**FONTE**
= = = = = = =
E este é o terceiro ano da Officina Perniciosa.

 

Não saberia dizer se é apenas impressão minha, ou se flagrei de fato um movimento ainda subterrâneo que pode trazer novidades interessantes para a cansada e sem imaginação literatura brasileira, em alguns anos.

 

Há, me parece, um ainda incerto laivo de boa-vontade com obras recentes, de autores que publicaram poesia da metade do último século para cá, em novas edições, e em tentativas de se apreender seu legado; há, também, uma quantidade enorme de gente escrevendo poesia: 90 por cento são águas de aluvião, mas com uma quantidade tão grande como essa, os 10 por cento restantes devem significar água potável; há algumas discussões sérias1 de por que a crítica vai tão mal das pernas e, principalmente, da cabeça, e isso pode vir a significar uma melhora futura; os debates literários de jornal desapareceram (thank God), mas via internet estão vivos, ainda que se ressintam de certa falta de costume, e por vezes estampem alguma inutilidade ou confusão.

 

Portanto, vocês, caros leitores, têm algum direito ao otimismo que não seja imediatamente tachado de pollyannice: talvez em uns dez anos (com a ajuda de alguma vontade política que faça mesmo que um quase insignificante esforço pela educação), tenhamos uma situação muito diversa daquela que eu próprio tenho vivido desde 19972, a de vox clamantis in deserto.
= = = = = = =
**O QUE SE PEDE**
Diga se cada afirmação abaixo concorda com o texto sobre a literatura brasileira, respondendo sim ou não e citando as palavras do texto que decidem:
1. Os debates literários de jornal desapareceram.
2. Metade das pessoas que escrevem poesia produz água potável.
3. Este é o segundo ano da Officina Perniciosa.
A listagem não tem nenhum papel aqui.
= = = = = = =
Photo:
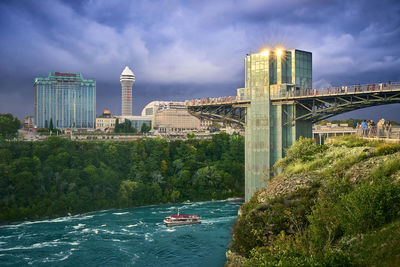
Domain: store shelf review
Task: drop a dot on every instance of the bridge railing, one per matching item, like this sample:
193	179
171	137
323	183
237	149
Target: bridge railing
357	88
392	132
211	100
= = = = = = =
**RESPOSTA**
1. Sim: "os debates literários de jornal desapareceram"
2. Não: "90 por cento são águas de aluvião, mas com uma quantidade tão grande como essa, os 10 por cento restantes devem significar água potável"
3. Não: "E este é o terceiro ano da Officina Perniciosa."